> [Problem to work on] Convert every line of the entries below into a Markdown table with the columns Row and Text, giving each line a row number and skipping blank lines. Leave the pictures out of the table.
# Start of Material to process
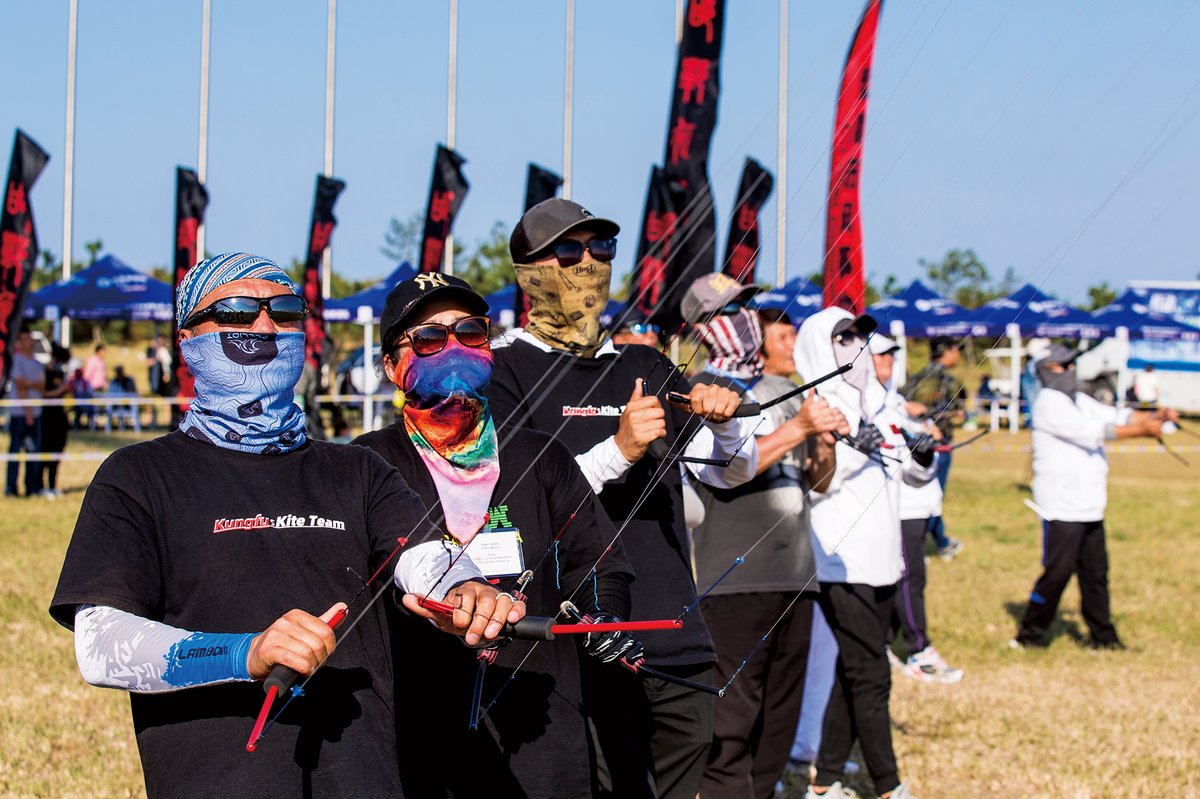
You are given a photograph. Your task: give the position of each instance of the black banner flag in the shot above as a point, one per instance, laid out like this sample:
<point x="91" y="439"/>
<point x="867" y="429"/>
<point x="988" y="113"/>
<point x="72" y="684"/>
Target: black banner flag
<point x="18" y="242"/>
<point x="742" y="247"/>
<point x="685" y="163"/>
<point x="191" y="200"/>
<point x="540" y="185"/>
<point x="319" y="234"/>
<point x="447" y="191"/>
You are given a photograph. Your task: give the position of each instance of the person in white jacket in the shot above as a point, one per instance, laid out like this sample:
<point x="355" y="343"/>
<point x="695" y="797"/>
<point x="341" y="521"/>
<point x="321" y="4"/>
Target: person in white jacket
<point x="918" y="504"/>
<point x="856" y="541"/>
<point x="1071" y="493"/>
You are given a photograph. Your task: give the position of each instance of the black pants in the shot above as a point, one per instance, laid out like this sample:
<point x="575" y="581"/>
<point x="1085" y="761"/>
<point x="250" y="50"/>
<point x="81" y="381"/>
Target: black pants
<point x="909" y="616"/>
<point x="649" y="737"/>
<point x="858" y="706"/>
<point x="755" y="721"/>
<point x="1071" y="548"/>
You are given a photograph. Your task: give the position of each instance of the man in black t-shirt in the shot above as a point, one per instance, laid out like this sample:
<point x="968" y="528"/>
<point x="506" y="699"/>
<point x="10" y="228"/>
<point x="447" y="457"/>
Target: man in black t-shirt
<point x="557" y="376"/>
<point x="199" y="559"/>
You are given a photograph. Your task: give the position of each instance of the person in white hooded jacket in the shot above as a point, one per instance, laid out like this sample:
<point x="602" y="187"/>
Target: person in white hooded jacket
<point x="856" y="540"/>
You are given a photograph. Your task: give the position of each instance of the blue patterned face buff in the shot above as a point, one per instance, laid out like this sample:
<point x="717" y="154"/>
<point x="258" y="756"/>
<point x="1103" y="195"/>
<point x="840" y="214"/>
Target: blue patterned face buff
<point x="201" y="280"/>
<point x="244" y="388"/>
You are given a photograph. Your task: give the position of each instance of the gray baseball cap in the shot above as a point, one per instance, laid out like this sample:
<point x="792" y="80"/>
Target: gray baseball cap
<point x="711" y="293"/>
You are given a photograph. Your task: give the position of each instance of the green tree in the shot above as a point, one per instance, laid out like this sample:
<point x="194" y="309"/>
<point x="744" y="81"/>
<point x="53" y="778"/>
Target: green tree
<point x="1099" y="295"/>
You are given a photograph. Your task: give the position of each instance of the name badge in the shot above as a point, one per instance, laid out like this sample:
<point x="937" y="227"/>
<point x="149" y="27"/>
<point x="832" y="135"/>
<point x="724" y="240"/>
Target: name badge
<point x="498" y="552"/>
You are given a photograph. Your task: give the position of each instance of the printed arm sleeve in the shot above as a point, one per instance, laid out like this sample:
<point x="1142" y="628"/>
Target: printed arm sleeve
<point x="121" y="650"/>
<point x="587" y="533"/>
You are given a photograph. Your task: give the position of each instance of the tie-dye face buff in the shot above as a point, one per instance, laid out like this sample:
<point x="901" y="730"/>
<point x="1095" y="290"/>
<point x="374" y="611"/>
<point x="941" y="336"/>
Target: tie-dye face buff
<point x="448" y="420"/>
<point x="245" y="383"/>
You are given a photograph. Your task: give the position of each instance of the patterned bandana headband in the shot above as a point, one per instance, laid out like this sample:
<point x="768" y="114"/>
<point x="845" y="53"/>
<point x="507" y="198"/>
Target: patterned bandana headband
<point x="448" y="420"/>
<point x="201" y="280"/>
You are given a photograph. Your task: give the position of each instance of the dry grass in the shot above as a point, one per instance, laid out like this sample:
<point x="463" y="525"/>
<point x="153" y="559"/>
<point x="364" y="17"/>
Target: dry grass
<point x="1061" y="722"/>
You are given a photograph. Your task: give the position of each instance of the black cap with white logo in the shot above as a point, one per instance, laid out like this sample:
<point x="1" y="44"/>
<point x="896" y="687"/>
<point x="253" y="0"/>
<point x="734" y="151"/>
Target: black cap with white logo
<point x="403" y="300"/>
<point x="547" y="222"/>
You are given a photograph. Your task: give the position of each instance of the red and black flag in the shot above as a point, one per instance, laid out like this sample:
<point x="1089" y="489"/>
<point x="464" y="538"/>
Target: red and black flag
<point x="447" y="191"/>
<point x="18" y="242"/>
<point x="321" y="232"/>
<point x="191" y="200"/>
<point x="742" y="247"/>
<point x="654" y="245"/>
<point x="844" y="278"/>
<point x="685" y="163"/>
<point x="540" y="185"/>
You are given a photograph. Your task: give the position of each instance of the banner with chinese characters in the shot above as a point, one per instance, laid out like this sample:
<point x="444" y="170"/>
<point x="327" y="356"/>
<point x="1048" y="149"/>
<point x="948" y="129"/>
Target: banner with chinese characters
<point x="844" y="277"/>
<point x="540" y="185"/>
<point x="685" y="163"/>
<point x="319" y="234"/>
<point x="191" y="200"/>
<point x="18" y="242"/>
<point x="447" y="192"/>
<point x="742" y="247"/>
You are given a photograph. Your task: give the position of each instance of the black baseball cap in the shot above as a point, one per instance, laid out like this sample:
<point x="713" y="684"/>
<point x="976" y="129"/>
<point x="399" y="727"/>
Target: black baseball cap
<point x="403" y="300"/>
<point x="547" y="222"/>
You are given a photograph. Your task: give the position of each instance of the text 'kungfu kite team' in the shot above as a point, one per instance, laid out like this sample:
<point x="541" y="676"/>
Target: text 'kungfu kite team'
<point x="522" y="473"/>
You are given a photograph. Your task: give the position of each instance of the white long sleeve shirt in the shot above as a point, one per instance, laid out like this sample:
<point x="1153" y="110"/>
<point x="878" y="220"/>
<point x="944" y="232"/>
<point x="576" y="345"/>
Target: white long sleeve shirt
<point x="1069" y="467"/>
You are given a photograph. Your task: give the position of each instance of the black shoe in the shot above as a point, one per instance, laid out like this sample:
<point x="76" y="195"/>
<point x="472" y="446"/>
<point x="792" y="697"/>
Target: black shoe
<point x="1116" y="644"/>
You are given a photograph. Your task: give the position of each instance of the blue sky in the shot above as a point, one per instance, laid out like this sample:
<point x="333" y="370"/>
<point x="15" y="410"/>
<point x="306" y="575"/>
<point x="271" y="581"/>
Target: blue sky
<point x="1055" y="138"/>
# End of Material to process
> [Expected answer]
| Row | Text |
|---|---|
| 1 | You are given a photograph. Your task: give the position of each instance of the black banner flag in the shot above as a point, one per instance, laid out like this sample: |
| 2 | <point x="91" y="439"/> |
| 3 | <point x="867" y="429"/> |
| 4 | <point x="988" y="113"/> |
| 5 | <point x="72" y="684"/> |
| 6 | Target: black banner flag |
| 7 | <point x="18" y="242"/> |
| 8 | <point x="742" y="247"/> |
| 9 | <point x="685" y="163"/> |
| 10 | <point x="191" y="200"/> |
| 11 | <point x="540" y="185"/> |
| 12 | <point x="319" y="234"/> |
| 13 | <point x="447" y="191"/> |
| 14 | You are given a photograph. Your task: give the position of each instance of the person in white jacket in the shot above as a point, one per instance, laid out like this sample: |
| 15 | <point x="355" y="343"/> |
| 16 | <point x="695" y="797"/> |
| 17 | <point x="341" y="521"/> |
| 18 | <point x="321" y="4"/> |
| 19 | Target: person in white jacket |
| 20 | <point x="918" y="504"/> |
| 21 | <point x="856" y="541"/> |
| 22 | <point x="1071" y="493"/> |
| 23 | You are given a photograph. Your task: give the position of each instance of the black pants in the shot above as a point, one per instance, laid out like this sample: |
| 24 | <point x="575" y="581"/> |
| 25 | <point x="1085" y="761"/> |
| 26 | <point x="250" y="50"/> |
| 27 | <point x="81" y="381"/> |
| 28 | Target: black pants |
| 29 | <point x="909" y="616"/> |
| 30 | <point x="649" y="737"/> |
| 31 | <point x="858" y="706"/> |
| 32 | <point x="755" y="721"/> |
| 33 | <point x="1071" y="548"/> |
| 34 | You are given a photograph. Your task: give the position of each instance of the man in black t-shirt in the shot above as a point, one per instance, laid out like this sample: |
| 35 | <point x="968" y="528"/> |
| 36 | <point x="506" y="699"/> |
| 37 | <point x="10" y="228"/> |
| 38 | <point x="447" y="457"/> |
| 39 | Target: man in black t-shirt |
| 40 | <point x="557" y="376"/> |
| 41 | <point x="199" y="559"/> |
| 42 | You are given a photograph. Your task: give the position of each instance of the person in white hooded jacket in the shot above as a point, one per instance, laid out like this sample: |
| 43 | <point x="602" y="187"/> |
| 44 | Target: person in white hooded jacket |
| 45 | <point x="856" y="540"/> |
| 46 | You are given a photograph. Your task: give the position of each instance of the blue patterned face buff in the shot above as a point, one per instance, laid out like this sample: |
| 47 | <point x="717" y="154"/> |
| 48 | <point x="258" y="756"/> |
| 49 | <point x="1103" y="195"/> |
| 50 | <point x="840" y="214"/> |
| 51 | Target: blue patterned face buff |
| 52 | <point x="201" y="280"/> |
| 53 | <point x="244" y="388"/> |
| 54 | You are given a photograph. Your task: give the position of each instance of the gray baseball cap in the shot above as a point, one per instance, laid out like this sample: |
| 55 | <point x="792" y="80"/> |
| 56 | Target: gray baseball cap |
| 57 | <point x="711" y="293"/> |
| 58 | You are given a photograph. Your task: give the position of each instance of the green tree in the shot above as a point, one per instance, laid out like this sample: |
| 59 | <point x="194" y="309"/> |
| 60 | <point x="744" y="81"/> |
| 61 | <point x="53" y="778"/> |
| 62 | Target: green tree |
| 63 | <point x="1099" y="295"/> |
| 64 | You are given a photograph. Your task: give the position of each instance of the name badge in the shot above as a point, one per instance, laid out like this sample: |
| 65 | <point x="937" y="227"/> |
| 66 | <point x="149" y="27"/> |
| 67 | <point x="832" y="135"/> |
| 68 | <point x="724" y="240"/> |
| 69 | Target: name badge |
| 70 | <point x="498" y="552"/> |
| 71 | You are given a photograph. Your task: give the position of each instance of the printed arm sleeve in the shot above as a point, one per instance, laid out like this sample: |
| 72 | <point x="1142" y="628"/> |
| 73 | Target: printed arm sleeve |
| 74 | <point x="121" y="650"/> |
| 75 | <point x="587" y="533"/> |
| 76 | You are given a photograph. Your task: give the position of each instance of the tie-dye face buff in the shot above as a point, one per instance, laid out like this sample: |
| 77 | <point x="901" y="730"/> |
| 78 | <point x="1095" y="290"/> |
| 79 | <point x="374" y="611"/> |
| 80 | <point x="941" y="336"/> |
| 81 | Target: tie-dye face buff |
| 82 | <point x="448" y="420"/> |
| 83 | <point x="245" y="383"/> |
| 84 | You are given a photograph. Your task: give the position of each instance of the patterned bandana headband in the shot above as a point, one per instance, laid out like this sample: |
| 85 | <point x="768" y="114"/> |
| 86 | <point x="845" y="53"/> |
| 87 | <point x="507" y="198"/> |
| 88 | Target: patterned bandana headband |
| 89 | <point x="448" y="420"/> |
| 90 | <point x="201" y="280"/> |
| 91 | You are given a photograph. Your task: give the position of each instance of the dry grass in the shot above as a point, one per instance, laid out like this sample: |
| 92 | <point x="463" y="525"/> |
| 93 | <point x="153" y="559"/> |
| 94 | <point x="364" y="17"/> |
| 95 | Target: dry grass |
| 96 | <point x="1061" y="722"/> |
| 97 | You are given a photograph. Your task: give the position of each instance of the black cap with white logo in the shot above as a point, one per instance, laid out like this sample: |
| 98 | <point x="1" y="44"/> |
| 99 | <point x="896" y="687"/> |
| 100 | <point x="253" y="0"/> |
| 101 | <point x="734" y="151"/> |
| 102 | Target: black cap with white logo |
| 103 | <point x="403" y="300"/> |
| 104 | <point x="547" y="222"/> |
| 105 | You are given a photograph. Your task: give the position of each instance of the red and black flag in the shot above as a point, one per instance, laid out like this sample: |
| 106 | <point x="1089" y="489"/> |
| 107 | <point x="464" y="538"/> |
| 108 | Target: red and black flag |
| 109 | <point x="447" y="191"/> |
| 110 | <point x="18" y="242"/> |
| 111 | <point x="321" y="232"/> |
| 112 | <point x="191" y="200"/> |
| 113 | <point x="742" y="247"/> |
| 114 | <point x="654" y="245"/> |
| 115 | <point x="844" y="278"/> |
| 116 | <point x="685" y="163"/> |
| 117 | <point x="540" y="185"/> |
| 118 | You are given a photograph. Your task: give the position of each instance of the banner with chinese characters in the shot above as a point, one per instance, laid out like this sample: |
| 119 | <point x="444" y="170"/> |
| 120 | <point x="327" y="356"/> |
| 121 | <point x="1048" y="149"/> |
| 122 | <point x="948" y="129"/> |
| 123 | Target: banner with chinese characters |
| 124 | <point x="844" y="277"/> |
| 125 | <point x="540" y="185"/> |
| 126 | <point x="685" y="163"/> |
| 127 | <point x="319" y="234"/> |
| 128 | <point x="191" y="200"/> |
| 129 | <point x="18" y="242"/> |
| 130 | <point x="447" y="192"/> |
| 131 | <point x="742" y="247"/> |
| 132 | You are given a photograph. Your task: give the position of each instance of the black baseball cap in the shot above as a point, one per instance, laid out like this sample: |
| 133 | <point x="713" y="684"/> |
| 134 | <point x="976" y="129"/> |
| 135 | <point x="399" y="727"/> |
| 136 | Target: black baseball cap |
| 137 | <point x="403" y="300"/> |
| 138 | <point x="547" y="222"/> |
| 139 | You are given a photograph. Your task: give the position of each instance of the text 'kungfu kite team' in the shot above as a point, one per instance, laid out like this sample: |
| 140 | <point x="541" y="676"/> |
| 141 | Target: text 'kungfu kite team' |
| 142 | <point x="522" y="473"/> |
| 143 | You are given a photograph. Your task: give the position of each instance of the white long sleeve shirt in the shot above as a point, one per instance, laid out like this sample: |
| 144 | <point x="1153" y="110"/> |
| 145 | <point x="878" y="220"/> |
| 146 | <point x="944" y="232"/> |
| 147 | <point x="576" y="345"/> |
| 148 | Target: white long sleeve shirt |
| 149 | <point x="1069" y="467"/> |
| 150 | You are given a photograph. Your task: give the position of each instance of the black shoe in the shot above as a point, one per instance, laid out like this sample: |
| 151 | <point x="76" y="195"/> |
| 152 | <point x="472" y="446"/> |
| 153 | <point x="792" y="697"/> |
| 154 | Target: black shoe |
| 155 | <point x="1116" y="644"/> |
| 156 | You are given a photograph. Your task: give the position of each instance of the blue sky in the shot above as a point, one per instance, laid out like this sample: |
| 157 | <point x="333" y="370"/> |
| 158 | <point x="15" y="410"/> |
| 159 | <point x="306" y="575"/> |
| 160 | <point x="271" y="581"/> |
| 161 | Target: blue sky |
| 162 | <point x="1055" y="138"/> |